Data extracted from a collection:
◇ ◇ ◇ ◇ ◇ ◇ ◇
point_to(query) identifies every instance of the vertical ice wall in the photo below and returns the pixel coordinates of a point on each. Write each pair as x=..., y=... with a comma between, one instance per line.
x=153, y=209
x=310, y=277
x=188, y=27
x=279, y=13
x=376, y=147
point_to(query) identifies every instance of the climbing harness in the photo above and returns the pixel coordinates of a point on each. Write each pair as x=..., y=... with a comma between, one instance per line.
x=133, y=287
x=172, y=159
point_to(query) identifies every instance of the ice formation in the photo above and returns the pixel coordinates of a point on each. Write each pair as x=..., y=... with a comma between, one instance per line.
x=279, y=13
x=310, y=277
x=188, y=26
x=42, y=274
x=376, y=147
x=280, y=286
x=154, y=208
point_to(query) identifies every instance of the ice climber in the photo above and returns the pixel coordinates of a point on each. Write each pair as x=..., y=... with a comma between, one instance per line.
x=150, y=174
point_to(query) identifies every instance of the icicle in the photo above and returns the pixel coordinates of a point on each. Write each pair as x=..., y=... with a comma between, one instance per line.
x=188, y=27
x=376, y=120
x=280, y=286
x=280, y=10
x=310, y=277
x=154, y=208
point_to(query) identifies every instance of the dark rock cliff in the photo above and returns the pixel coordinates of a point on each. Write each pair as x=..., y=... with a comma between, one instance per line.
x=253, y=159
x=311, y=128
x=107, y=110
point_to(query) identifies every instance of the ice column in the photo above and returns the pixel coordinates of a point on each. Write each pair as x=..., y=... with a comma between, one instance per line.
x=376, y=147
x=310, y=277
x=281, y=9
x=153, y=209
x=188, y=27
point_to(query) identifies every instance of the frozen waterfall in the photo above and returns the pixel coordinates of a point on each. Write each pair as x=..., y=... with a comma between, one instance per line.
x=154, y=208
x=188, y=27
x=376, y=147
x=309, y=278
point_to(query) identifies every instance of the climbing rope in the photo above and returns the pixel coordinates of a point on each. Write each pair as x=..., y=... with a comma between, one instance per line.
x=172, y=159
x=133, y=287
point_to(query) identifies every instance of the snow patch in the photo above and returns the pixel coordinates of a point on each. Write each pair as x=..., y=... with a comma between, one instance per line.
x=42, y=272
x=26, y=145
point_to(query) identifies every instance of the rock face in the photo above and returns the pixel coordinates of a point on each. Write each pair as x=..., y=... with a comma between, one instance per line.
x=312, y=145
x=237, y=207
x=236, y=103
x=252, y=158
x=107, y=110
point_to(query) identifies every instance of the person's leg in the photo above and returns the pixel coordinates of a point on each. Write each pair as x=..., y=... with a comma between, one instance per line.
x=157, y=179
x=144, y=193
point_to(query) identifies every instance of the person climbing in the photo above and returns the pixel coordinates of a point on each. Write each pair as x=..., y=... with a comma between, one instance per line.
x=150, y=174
◇ ◇ ◇ ◇ ◇ ◇ ◇
**Prompt**: Print out the records exactly as they were entered.

**Your response**:
point_to(query) identifies every instance of the vertical ice wall in the photo below and returns the pixel coordinates of a point on each. Write each pair as x=..., y=... with a comma between, one instance per line.
x=153, y=209
x=310, y=277
x=188, y=27
x=279, y=13
x=376, y=147
point_to(query) identifies every instance of the climbing harness in the photo above and returns the pixel coordinates of a point on each. Write each pair as x=..., y=... with a comma between, one instance per line.
x=133, y=287
x=172, y=159
point_to(query) identifies every instance of the ice formation in the photo above and returns the pixel coordinates of a point on each. Write each pair as x=..., y=... with a comma between, one instance per line.
x=279, y=13
x=310, y=277
x=188, y=26
x=42, y=274
x=376, y=147
x=280, y=286
x=154, y=208
point_to(query) identifies every instance of the ice climber in the photo above and returns the pixel coordinates of a point on each. Write each pair as x=..., y=... with a comma between, one instance per line.
x=150, y=174
point_to(query) identifies every instance of the icicle in the photo above and returns the pixel coordinates of a point on each. Write each pair as x=..., y=... with a comma between, one instance per line.
x=188, y=27
x=376, y=120
x=280, y=286
x=280, y=10
x=310, y=277
x=154, y=208
point_to(query) identifies every instance of the dark rock cliff in the photo above and returns the pixel coordinates of a point on each. Write each pair as x=..., y=... with a comma between, one instance per line.
x=253, y=159
x=311, y=128
x=107, y=110
point_to(query) identifies every instance of the ice column in the photo above and returns the pixel coordinates of a point on each. Write each pair as x=..., y=... with a comma between, one instance per line.
x=376, y=147
x=310, y=277
x=281, y=9
x=153, y=209
x=188, y=27
point_to(query) identifies every instance of the frozen waterfall in the photo above and returns the pixel coordinates of a point on each. Write each pair as x=..., y=... with a comma between, one instance per line.
x=154, y=208
x=188, y=27
x=376, y=147
x=309, y=278
point_to(query) identifies every instance of the climbing rope in the photo above and returns the pixel coordinates of a point on each. Write each pair as x=..., y=... with a comma between, one instance per line.
x=172, y=159
x=133, y=287
point_to(query) identifies every instance of the snow patch in the photo above and returns the pixel coordinates of a point on each. Write each pair as x=..., y=... with a comma between, one instance per line.
x=42, y=272
x=26, y=145
point_to(query) identifies every instance of the rock face in the photo above and returns the pixel coordinates of a point on each. Write each pair as x=..., y=... with a comma between, one instance per line.
x=312, y=145
x=237, y=207
x=236, y=103
x=252, y=158
x=107, y=110
point_to(query) identifies every instance of the person's leg in the photo above and returns the pixel coordinates of a point on each. Write each pair as x=..., y=... with a comma between, one instance per line.
x=157, y=179
x=144, y=193
point_to(query) identifies every instance of the person climbing in the photo above and returns the pixel coordinates of a point on each. Write each pair as x=..., y=... with a comma between, one instance per line.
x=150, y=174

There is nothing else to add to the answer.